#### TRECHO DA PÁGINA
----------
Foi há 14 anos. O então ambientalista João Bello teve um sonho. Nele, escrevia um livro, cujo conteúdo chamava os leitores à cultura e às letras. Ao acordar, Bello não titubeou – pôs-se a escrever O parque dos sonhos, depois vendeu o que tinha e se tornou contador de histórias, cumprindo à risca a experiência algo profética que tinha vivido.

Desde aqueles dias, já soma mais de 2,5 mil apresentações e 450 mil quilômetros rodados por todo o país, ao longo dos quais mostrou o projeto "O semeador de sonhos", que outra coisa não é senão um movimento em prol da leitura. "Todo mundo disse que eu estava maluco", conta João, de 58 anos.
----------
#### MATERIAL FORNECIDO
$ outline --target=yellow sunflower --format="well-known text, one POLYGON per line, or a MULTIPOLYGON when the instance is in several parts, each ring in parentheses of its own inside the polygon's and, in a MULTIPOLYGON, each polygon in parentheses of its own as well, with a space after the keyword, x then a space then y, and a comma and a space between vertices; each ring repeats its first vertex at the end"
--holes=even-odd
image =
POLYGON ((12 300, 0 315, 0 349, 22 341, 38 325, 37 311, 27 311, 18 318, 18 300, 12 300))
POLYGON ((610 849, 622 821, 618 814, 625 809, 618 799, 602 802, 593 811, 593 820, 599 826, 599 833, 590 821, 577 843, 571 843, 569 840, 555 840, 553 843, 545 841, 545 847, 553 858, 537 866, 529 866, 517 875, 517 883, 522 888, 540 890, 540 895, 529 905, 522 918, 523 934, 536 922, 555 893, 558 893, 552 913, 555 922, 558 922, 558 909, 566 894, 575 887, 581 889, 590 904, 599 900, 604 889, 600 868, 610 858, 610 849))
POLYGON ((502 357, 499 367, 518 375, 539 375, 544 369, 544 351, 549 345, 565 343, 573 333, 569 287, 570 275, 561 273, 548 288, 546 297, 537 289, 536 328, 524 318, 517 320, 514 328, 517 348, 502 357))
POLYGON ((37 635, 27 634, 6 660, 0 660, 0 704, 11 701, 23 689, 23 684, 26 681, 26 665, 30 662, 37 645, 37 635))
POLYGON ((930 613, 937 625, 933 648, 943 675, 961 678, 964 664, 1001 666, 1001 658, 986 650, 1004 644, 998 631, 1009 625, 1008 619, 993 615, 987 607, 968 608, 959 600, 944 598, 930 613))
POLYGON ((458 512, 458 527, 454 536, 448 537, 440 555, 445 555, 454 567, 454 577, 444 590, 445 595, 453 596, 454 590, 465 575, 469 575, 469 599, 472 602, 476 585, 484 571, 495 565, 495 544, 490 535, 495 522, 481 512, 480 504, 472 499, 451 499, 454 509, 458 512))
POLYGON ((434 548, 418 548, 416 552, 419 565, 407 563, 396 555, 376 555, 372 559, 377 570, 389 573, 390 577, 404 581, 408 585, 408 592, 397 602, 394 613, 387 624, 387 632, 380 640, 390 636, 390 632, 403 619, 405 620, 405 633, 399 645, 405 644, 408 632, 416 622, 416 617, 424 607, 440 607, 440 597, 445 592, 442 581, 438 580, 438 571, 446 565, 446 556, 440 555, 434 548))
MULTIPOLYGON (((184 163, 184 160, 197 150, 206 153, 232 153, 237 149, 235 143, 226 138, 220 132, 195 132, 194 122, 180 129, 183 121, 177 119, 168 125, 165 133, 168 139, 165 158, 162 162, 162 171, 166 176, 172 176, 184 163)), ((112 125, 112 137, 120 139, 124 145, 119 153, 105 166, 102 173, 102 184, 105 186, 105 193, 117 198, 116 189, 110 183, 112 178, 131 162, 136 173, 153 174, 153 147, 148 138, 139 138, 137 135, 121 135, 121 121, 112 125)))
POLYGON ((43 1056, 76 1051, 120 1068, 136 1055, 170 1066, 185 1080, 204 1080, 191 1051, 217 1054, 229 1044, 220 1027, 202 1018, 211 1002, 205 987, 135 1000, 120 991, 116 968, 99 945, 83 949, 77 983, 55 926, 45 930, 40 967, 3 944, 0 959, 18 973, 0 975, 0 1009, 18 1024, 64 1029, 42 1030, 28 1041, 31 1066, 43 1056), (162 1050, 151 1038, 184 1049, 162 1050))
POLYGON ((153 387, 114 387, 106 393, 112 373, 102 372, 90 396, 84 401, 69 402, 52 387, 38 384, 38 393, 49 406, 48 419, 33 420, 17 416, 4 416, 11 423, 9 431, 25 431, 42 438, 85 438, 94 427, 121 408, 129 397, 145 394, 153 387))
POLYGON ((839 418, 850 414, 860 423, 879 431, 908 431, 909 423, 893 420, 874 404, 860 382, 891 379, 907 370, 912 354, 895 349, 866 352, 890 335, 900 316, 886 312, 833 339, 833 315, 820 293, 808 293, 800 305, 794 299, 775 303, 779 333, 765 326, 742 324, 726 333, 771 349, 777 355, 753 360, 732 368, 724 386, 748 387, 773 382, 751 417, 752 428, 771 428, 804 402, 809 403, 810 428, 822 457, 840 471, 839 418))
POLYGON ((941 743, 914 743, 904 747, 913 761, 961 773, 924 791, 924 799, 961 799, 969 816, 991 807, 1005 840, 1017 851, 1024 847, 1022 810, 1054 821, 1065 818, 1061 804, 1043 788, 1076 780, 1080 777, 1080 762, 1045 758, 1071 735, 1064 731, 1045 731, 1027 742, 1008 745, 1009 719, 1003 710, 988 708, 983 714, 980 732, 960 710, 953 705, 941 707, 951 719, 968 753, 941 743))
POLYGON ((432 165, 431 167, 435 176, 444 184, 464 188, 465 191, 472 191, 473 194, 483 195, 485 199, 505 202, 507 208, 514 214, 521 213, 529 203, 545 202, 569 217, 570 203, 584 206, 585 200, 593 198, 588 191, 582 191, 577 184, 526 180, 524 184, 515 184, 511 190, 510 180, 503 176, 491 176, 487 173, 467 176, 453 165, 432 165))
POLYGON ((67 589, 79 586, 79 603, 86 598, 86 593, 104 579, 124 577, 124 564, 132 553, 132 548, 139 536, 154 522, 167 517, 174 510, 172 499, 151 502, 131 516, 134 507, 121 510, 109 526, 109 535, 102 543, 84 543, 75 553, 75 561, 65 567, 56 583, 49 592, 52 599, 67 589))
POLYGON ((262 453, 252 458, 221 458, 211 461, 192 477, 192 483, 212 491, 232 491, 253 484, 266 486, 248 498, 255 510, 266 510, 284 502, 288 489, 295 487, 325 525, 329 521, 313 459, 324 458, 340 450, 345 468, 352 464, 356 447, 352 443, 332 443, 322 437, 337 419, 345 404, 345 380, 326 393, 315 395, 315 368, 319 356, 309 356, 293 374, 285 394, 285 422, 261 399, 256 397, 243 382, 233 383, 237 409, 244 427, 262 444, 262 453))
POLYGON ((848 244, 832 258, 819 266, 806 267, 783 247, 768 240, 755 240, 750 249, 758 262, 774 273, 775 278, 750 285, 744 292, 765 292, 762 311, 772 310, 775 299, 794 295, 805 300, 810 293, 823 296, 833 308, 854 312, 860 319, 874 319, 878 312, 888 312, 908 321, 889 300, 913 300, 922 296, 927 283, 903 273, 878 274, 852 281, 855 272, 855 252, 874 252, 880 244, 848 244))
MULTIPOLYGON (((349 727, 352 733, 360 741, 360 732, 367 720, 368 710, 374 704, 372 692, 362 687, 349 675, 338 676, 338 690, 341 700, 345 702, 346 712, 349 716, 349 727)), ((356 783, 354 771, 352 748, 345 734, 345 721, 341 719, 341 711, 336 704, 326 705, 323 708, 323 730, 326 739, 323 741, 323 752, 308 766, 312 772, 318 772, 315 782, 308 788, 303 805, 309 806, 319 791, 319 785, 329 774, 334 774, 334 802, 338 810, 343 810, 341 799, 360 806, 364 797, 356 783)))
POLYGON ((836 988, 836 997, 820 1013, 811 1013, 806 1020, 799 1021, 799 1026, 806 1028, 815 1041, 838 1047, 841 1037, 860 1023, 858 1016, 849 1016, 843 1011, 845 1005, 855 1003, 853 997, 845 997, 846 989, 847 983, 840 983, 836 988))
----------
#### TAREFAS PROPOSTAS
1) Transcreva do texto sobre João Bello o trecho entre "Foi há 14 anos." e "que tinha vivido.", inclusive.
2) Por favor, dê continuidade ao texto sobre o contador de histórias João Bello a partir da última frase apresentada.

#### RESPOSTAS POR TAREFA
1)
Foi há 14 anos. O então ambientalista João Bello teve um sonho. Nele, escrevia um livro, cujo conteúdo chamava os leitores à cultura e às letras. Ao acordar, Bello não titubeou – pôs-se a escrever O parque dos sonhos, depois vendeu o que tinha e se tornou contador de histórias, cumprindo à risca a experiência algo profética que tinha vivido.

2)
A reportagem da Gazeta do Povo acompanhou uma tarde da "loucura" do contador de histórias, junto a 250 alunos de 5 a 7 anos da Escola Municipal Jaguariaíva, no Bacacheri, em Curitiba. Não há categorias para descrever. Bello mescla a contação com números de mágica e recitação de trechos de poemas de Helena Kolody. É lúdico o tempo todo. "As crianças ficam fascinadas para saber em que lugar podem encontrar as histórias que conto. É no livro que vão encontrar", comenta.

Para Tânia Severino, da gerência de bibliotecas da Secretaria Municipal de Educação, atividades como a desenvolvida por Bello têm a capacidade de mudar a percep­­ção sobre os livros e leitura no am­­biente escolar. E até de reinventar a biblioteca, convertida em espaço dinâmico. O investi­­mento em acervo, para tanto, é fundamental. Um livro novo, e bem escolhido, tende a virar um fato – e gerar disputa para ser lido. Em tempo, das 181 escolas da rede municipal, apenas 12 não contam com biblioteca própria.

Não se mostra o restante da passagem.